• RECORDS FOR PROCESSING
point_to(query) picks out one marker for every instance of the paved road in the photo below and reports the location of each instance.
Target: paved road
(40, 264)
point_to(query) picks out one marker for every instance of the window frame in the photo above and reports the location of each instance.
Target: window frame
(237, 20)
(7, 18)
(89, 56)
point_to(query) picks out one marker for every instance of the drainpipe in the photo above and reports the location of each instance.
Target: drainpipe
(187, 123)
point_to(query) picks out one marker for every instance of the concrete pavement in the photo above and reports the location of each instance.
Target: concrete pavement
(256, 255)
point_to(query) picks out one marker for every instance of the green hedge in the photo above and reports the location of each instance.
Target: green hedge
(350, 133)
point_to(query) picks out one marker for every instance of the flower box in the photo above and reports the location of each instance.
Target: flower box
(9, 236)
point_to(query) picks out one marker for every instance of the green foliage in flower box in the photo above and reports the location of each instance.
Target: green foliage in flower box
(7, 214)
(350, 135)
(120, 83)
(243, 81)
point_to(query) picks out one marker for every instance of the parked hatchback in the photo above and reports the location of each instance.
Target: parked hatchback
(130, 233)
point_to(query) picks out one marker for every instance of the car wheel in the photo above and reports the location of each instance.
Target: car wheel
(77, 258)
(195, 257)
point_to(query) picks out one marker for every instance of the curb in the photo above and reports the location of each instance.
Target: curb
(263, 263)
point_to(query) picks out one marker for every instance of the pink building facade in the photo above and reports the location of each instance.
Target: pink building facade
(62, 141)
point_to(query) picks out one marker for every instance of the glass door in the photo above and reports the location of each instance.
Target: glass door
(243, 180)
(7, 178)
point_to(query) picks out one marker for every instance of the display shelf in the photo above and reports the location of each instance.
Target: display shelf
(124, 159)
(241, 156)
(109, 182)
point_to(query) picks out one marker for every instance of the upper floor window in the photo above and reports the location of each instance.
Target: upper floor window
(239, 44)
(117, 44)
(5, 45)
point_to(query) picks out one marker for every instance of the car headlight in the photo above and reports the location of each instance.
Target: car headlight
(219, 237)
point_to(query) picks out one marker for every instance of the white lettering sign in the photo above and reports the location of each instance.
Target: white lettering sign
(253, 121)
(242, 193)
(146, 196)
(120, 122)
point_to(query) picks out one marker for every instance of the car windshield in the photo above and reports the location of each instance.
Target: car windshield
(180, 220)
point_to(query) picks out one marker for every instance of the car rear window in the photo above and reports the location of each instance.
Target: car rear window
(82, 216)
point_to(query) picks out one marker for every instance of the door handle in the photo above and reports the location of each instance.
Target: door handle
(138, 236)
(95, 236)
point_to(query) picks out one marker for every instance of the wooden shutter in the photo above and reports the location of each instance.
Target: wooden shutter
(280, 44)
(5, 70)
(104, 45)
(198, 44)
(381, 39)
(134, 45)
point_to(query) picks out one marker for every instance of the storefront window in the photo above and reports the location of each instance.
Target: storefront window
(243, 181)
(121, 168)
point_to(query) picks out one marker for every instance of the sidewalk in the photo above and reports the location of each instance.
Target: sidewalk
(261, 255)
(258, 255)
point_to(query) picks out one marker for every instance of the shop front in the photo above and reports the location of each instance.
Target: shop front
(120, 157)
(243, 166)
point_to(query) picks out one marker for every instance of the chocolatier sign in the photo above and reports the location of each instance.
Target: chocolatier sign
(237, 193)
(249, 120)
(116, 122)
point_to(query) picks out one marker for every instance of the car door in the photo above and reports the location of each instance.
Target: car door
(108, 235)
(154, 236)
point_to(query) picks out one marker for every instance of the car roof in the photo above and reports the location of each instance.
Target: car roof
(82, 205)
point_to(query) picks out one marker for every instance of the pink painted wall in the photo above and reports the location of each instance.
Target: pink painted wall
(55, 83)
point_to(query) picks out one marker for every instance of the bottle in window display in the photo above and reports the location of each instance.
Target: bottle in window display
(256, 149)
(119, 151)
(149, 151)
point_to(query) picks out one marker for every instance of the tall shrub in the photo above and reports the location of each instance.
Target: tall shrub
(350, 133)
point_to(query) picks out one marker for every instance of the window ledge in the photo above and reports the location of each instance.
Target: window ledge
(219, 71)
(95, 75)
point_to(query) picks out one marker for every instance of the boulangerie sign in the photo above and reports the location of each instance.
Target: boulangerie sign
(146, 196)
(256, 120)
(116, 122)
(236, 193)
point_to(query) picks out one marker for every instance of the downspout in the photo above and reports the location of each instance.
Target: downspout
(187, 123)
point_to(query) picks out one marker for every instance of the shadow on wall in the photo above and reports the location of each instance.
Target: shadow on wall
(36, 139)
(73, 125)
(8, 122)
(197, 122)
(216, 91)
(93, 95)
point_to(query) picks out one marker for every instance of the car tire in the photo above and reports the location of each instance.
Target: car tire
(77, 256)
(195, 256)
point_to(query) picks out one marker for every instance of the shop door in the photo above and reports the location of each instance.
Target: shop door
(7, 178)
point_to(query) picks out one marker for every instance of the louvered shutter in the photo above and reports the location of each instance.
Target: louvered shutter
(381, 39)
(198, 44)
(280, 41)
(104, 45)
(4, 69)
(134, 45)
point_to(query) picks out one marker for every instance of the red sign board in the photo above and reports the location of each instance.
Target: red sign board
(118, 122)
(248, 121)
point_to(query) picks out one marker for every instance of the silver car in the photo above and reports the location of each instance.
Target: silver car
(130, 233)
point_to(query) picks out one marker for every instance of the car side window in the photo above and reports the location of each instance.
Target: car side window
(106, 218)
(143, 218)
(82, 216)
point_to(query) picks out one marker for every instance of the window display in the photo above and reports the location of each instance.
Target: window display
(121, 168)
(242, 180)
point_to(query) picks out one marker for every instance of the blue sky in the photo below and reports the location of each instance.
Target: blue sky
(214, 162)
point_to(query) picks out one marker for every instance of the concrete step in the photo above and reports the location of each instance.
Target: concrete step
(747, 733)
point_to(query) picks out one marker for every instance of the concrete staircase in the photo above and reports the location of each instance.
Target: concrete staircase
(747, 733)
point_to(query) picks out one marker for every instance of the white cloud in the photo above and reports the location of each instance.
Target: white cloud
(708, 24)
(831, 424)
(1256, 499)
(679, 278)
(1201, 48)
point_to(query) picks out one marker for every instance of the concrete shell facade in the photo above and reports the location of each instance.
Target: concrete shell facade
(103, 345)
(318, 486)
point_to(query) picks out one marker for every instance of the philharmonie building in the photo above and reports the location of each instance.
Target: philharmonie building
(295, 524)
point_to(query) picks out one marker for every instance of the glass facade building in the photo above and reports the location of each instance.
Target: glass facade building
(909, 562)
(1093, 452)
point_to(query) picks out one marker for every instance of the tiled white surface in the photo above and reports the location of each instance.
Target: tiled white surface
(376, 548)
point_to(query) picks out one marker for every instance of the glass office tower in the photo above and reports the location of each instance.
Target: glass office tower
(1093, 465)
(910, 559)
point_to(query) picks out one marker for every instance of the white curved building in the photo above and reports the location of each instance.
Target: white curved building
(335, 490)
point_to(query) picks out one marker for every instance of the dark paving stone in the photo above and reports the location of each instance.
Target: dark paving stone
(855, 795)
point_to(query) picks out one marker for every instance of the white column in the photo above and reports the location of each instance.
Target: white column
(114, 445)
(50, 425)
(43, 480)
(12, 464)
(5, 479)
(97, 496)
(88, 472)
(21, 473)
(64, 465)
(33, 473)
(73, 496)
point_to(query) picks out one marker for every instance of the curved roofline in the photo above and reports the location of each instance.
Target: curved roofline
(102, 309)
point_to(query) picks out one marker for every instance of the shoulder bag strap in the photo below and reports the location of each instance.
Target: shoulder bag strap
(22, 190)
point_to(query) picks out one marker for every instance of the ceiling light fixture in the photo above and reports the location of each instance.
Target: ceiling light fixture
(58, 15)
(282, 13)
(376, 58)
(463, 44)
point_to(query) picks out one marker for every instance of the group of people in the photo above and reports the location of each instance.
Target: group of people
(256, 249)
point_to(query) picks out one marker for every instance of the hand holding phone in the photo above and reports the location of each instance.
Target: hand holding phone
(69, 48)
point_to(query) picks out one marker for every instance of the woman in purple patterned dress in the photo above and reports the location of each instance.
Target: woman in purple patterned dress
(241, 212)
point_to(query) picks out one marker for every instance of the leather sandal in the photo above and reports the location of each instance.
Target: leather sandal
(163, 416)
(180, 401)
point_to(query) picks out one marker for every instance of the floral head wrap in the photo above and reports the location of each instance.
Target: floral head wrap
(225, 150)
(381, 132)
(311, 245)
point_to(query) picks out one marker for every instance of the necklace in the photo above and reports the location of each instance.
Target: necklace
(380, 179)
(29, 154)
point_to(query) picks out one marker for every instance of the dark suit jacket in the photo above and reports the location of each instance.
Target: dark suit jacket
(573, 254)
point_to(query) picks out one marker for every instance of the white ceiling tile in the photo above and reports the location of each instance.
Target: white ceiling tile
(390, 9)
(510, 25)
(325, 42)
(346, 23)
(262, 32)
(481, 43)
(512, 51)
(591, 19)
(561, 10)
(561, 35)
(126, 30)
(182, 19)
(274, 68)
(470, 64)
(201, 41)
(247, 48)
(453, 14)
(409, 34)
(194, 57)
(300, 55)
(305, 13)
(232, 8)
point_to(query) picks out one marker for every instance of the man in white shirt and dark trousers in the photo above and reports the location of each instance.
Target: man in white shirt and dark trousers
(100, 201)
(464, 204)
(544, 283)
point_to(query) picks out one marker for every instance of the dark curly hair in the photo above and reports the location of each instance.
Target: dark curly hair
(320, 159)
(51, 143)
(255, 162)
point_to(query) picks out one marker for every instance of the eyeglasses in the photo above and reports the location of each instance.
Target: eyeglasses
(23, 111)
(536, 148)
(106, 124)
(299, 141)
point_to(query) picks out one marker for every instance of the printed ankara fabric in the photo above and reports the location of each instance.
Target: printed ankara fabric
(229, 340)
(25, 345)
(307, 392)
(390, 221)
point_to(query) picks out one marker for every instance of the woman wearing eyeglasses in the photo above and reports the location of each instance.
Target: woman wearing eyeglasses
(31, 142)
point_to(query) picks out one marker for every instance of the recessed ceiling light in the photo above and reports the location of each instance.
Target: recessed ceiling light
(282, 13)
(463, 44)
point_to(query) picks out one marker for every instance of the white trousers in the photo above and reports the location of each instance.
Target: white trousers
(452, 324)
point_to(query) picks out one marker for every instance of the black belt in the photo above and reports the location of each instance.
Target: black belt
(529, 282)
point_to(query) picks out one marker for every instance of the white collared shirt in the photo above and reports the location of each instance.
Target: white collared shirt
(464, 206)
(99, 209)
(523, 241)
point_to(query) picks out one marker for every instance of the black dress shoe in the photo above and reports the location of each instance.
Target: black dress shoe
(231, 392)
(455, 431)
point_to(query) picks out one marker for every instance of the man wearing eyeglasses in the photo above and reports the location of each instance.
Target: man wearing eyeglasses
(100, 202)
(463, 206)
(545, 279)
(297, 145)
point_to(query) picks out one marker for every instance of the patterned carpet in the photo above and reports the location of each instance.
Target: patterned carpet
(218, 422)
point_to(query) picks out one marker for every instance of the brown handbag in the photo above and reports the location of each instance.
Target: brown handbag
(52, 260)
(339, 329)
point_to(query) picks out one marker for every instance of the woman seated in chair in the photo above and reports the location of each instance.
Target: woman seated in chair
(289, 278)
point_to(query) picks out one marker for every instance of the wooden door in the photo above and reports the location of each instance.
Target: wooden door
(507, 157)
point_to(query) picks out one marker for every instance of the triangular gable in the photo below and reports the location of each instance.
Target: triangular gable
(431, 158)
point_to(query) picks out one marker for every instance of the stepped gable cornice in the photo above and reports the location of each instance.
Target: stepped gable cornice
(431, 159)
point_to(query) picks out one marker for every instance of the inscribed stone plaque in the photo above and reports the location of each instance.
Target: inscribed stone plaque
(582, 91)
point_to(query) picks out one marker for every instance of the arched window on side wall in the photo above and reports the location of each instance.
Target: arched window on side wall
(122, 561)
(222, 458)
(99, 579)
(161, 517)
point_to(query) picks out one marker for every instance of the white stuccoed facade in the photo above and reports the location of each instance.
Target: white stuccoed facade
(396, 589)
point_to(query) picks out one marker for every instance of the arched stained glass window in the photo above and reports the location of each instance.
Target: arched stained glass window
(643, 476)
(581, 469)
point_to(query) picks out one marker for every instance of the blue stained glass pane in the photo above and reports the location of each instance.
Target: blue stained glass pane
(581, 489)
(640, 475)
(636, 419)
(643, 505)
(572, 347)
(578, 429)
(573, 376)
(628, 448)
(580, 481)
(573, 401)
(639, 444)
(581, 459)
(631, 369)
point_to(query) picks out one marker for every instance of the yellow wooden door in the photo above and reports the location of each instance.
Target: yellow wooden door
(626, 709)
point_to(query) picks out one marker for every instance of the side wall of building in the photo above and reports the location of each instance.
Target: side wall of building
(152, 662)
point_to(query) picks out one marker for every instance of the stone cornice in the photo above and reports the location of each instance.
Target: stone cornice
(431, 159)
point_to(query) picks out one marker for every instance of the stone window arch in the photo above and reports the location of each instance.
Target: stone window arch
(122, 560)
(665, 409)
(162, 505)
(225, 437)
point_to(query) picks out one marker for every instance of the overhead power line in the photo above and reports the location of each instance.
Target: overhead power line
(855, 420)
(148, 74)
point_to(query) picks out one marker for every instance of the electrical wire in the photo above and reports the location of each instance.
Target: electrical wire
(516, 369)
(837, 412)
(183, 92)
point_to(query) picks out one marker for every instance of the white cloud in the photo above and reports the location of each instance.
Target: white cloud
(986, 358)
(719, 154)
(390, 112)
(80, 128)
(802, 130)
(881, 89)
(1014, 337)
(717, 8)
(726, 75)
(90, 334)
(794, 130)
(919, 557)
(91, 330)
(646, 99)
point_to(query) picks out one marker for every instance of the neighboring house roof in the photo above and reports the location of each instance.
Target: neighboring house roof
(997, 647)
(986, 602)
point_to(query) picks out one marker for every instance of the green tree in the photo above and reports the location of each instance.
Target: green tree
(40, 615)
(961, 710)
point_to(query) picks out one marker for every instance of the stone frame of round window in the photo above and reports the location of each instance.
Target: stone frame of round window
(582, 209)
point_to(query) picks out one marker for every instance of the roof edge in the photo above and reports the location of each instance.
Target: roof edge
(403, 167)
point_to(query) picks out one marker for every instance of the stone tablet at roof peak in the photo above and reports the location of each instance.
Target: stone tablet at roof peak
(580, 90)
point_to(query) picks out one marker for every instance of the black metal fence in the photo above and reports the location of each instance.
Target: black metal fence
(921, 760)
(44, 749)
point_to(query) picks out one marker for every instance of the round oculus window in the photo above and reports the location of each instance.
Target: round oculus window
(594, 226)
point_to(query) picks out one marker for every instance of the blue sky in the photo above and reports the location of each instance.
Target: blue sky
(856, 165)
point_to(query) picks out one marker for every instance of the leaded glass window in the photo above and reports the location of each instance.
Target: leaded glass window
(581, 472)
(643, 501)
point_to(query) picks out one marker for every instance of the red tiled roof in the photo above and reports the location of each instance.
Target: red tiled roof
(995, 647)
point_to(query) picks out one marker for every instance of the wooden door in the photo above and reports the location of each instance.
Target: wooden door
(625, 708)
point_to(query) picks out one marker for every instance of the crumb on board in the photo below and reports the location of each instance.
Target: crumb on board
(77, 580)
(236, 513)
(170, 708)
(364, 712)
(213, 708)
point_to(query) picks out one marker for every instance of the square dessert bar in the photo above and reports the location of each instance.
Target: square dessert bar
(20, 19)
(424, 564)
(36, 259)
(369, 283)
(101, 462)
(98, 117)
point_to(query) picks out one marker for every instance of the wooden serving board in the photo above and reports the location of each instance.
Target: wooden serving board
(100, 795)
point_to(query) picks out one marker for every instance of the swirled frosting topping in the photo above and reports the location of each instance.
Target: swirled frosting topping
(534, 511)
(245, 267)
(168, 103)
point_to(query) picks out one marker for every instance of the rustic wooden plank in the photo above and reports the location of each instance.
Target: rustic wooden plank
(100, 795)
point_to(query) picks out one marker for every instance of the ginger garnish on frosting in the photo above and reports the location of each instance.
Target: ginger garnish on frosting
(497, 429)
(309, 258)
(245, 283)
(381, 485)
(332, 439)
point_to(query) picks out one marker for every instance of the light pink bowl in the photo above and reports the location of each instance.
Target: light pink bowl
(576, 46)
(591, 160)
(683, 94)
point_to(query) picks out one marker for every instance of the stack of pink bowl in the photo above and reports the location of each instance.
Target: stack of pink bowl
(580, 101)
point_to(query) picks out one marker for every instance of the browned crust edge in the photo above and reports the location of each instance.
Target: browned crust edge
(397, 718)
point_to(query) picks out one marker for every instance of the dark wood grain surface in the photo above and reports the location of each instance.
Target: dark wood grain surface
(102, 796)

• WHAT IS EXPECTED
All lines from the opening of the listing above through the line that contains "the window frame" should be given again exactly, and nothing more.

• SOLUTION
point_to(query) picks out one marker for every instance of the paved road in the photo below and reports the location of each instance.
Target: paved road
(40, 264)
point_to(query) picks out one marker for every instance of the window frame in the photo above and reports the location of each instance.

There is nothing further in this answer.